ACTIVITY: Please print the entire listing below line for line, without changing anything.

Data drawn from a collection:
-- Opening Marker --
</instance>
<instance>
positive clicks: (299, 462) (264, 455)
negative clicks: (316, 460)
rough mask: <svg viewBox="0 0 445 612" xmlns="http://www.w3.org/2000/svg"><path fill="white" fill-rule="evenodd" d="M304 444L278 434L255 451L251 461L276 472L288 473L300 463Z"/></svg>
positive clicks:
-- Closing Marker --
EXERCISE RESPONSE:
</instance>
<instance>
positive clicks: (299, 462) (264, 455)
negative clicks: (316, 460)
rough mask: <svg viewBox="0 0 445 612" xmlns="http://www.w3.org/2000/svg"><path fill="white" fill-rule="evenodd" d="M304 444L278 434L255 451L251 461L276 472L288 473L300 463Z"/></svg>
positive clicks:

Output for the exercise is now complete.